# Task prompt
Rewrite the items below, changing "drop a marker" to "place a pin" everywhere it occurs and leaving every other word as it is.

######

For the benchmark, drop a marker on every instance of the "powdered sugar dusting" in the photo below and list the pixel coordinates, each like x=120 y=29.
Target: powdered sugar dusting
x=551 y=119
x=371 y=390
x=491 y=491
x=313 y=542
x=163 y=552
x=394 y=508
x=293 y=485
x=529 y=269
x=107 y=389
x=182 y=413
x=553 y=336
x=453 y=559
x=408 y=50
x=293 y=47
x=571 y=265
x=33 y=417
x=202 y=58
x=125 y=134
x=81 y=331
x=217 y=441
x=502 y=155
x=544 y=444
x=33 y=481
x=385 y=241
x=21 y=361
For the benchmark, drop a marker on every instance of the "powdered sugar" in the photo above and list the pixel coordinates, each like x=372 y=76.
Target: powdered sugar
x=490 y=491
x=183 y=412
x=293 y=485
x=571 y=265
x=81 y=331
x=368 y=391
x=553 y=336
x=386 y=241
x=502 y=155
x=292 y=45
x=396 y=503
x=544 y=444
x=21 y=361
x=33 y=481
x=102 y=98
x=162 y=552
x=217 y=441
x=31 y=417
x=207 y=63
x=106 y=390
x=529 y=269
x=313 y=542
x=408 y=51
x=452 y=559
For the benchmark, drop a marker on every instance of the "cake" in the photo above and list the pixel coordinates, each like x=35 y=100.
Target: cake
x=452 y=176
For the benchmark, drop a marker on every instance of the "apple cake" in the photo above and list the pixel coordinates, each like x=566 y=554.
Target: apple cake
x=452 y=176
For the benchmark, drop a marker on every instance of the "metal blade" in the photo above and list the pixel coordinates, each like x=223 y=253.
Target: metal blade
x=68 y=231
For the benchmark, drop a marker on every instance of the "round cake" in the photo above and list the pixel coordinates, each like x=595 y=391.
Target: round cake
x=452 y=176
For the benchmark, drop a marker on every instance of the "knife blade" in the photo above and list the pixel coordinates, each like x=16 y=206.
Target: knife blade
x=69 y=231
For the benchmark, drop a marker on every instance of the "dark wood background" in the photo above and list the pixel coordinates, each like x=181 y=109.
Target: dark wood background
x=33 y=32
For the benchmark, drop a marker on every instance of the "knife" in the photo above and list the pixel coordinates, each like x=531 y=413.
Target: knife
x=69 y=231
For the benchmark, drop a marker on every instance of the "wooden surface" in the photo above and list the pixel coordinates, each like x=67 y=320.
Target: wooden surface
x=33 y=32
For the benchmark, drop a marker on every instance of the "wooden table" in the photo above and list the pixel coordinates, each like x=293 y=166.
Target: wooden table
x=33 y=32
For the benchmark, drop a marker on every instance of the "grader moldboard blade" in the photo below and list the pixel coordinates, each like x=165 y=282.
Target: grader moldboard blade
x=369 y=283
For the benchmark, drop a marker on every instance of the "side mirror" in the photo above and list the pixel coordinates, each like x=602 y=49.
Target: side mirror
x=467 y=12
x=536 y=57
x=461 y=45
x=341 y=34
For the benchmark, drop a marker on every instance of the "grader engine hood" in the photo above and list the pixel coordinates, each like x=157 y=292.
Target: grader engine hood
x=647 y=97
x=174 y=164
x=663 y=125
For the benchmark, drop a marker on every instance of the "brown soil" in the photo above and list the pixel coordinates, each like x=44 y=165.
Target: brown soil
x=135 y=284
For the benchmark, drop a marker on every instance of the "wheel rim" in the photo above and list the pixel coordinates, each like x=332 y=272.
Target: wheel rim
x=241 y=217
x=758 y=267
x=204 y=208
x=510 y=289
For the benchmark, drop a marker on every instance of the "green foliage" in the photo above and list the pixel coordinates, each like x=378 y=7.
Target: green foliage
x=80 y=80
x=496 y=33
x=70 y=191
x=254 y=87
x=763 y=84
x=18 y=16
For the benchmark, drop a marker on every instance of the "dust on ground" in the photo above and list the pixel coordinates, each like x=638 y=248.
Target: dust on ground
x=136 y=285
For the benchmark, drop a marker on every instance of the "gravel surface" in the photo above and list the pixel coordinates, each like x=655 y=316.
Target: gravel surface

######

# Task result
For the benchmark, place a pin on every instance of the "powdered sugar dusting" in the photo below and list the pixel coordinates, each like x=120 y=29.
Target: powdered sugar dusting
x=551 y=119
x=371 y=390
x=491 y=491
x=313 y=542
x=163 y=552
x=394 y=508
x=293 y=485
x=529 y=269
x=107 y=389
x=182 y=413
x=553 y=336
x=453 y=559
x=408 y=50
x=293 y=47
x=571 y=265
x=33 y=417
x=202 y=58
x=125 y=134
x=81 y=331
x=217 y=441
x=502 y=155
x=544 y=444
x=33 y=481
x=385 y=241
x=21 y=361
For the benchmark, place a pin on every instance of the "powdered sugar" in the photo above and list the pixel coordinates, each like x=372 y=76.
Target: powdered sugar
x=490 y=491
x=183 y=412
x=293 y=485
x=571 y=265
x=81 y=331
x=368 y=391
x=553 y=336
x=386 y=241
x=502 y=155
x=292 y=45
x=396 y=503
x=544 y=444
x=21 y=361
x=33 y=481
x=102 y=98
x=162 y=552
x=217 y=441
x=31 y=417
x=207 y=63
x=106 y=390
x=529 y=269
x=313 y=542
x=408 y=51
x=452 y=559
For the benchmark, place a pin on every instance of the "cake" in the photo above and list the pixel coordinates, each like x=35 y=100.
Target: cake
x=452 y=176
For the benchmark, place a pin on every instance of the "apple cake" in the photo above and list the pixel coordinates, each like x=566 y=554.
Target: apple cake
x=452 y=176
For the benchmark, place a pin on every instance of the "metal blade" in the photo above and list the pixel coordinates, each like x=223 y=253.
Target: metal blade
x=68 y=231
For the benchmark, place a pin on every instance of the "round cake" in the photo above and list the pixel coordinates, each like x=595 y=391.
Target: round cake
x=452 y=176
For the benchmark, place a pin on every instance of the "knife blade" in the photo above and list the pixel coordinates, each like x=16 y=206.
Target: knife blade
x=69 y=231
For the benchmark, place a pin on every instance of the "dark wood background" in the photo above and list the pixel coordinates, each like x=181 y=109.
Target: dark wood background
x=33 y=32
For the benchmark, place a pin on every instance of the "knife" in the photo above and list the pixel coordinates, each like x=531 y=413.
Target: knife
x=69 y=231
For the benchmark, place a pin on every instance of the "wooden surface" in the photo above and list the pixel coordinates, each like x=67 y=320.
Target: wooden surface
x=33 y=32
For the benchmark, place a pin on every instance of the "wooden table" in the photo above and list the pixel coordinates, each like x=293 y=166.
Target: wooden table
x=33 y=32
For the benchmark, place a pin on every instance of the "grader moldboard blade" in the photo below and list the pixel coordinates, each like x=165 y=282.
Target: grader moldboard blade
x=369 y=283
For the benchmark, place a pin on every instance of the "side mirror" in the photo above and list the pixel coordinates, each like x=602 y=49.
Target: side mirror
x=467 y=12
x=536 y=57
x=461 y=45
x=341 y=34
For the benchmark, place a pin on every instance of the "grader engine hood" in the photo above and list the pixel coordinates, each like x=157 y=292.
Target: grader engine hood
x=647 y=97
x=174 y=164
x=663 y=125
For the benchmark, place a pin on every instance of the "brown soil" in the photo above and list the pixel coordinates, each like x=44 y=165.
Target: brown soil
x=135 y=284
For the benchmark, place a pin on every instance of the "wheel rim" in the photo above and list the pixel coordinates, each like x=332 y=272.
Target: wheel rim
x=241 y=217
x=758 y=267
x=204 y=208
x=510 y=289
For the benchmark, place a pin on every instance of the "green foliage" in the photo above and list the pixel coordinates, each like x=378 y=7.
Target: green foliage
x=80 y=80
x=496 y=33
x=70 y=191
x=254 y=87
x=763 y=84
x=18 y=16
For the benchmark, place a pin on every instance of the "dust on ground" in the photo above and list the pixel coordinates, each like x=638 y=248.
Target: dust on ground
x=136 y=285
For the benchmark, place a pin on every instance of the "gravel surface" in the photo above and list the pixel coordinates, each like x=655 y=316.
Target: gravel surface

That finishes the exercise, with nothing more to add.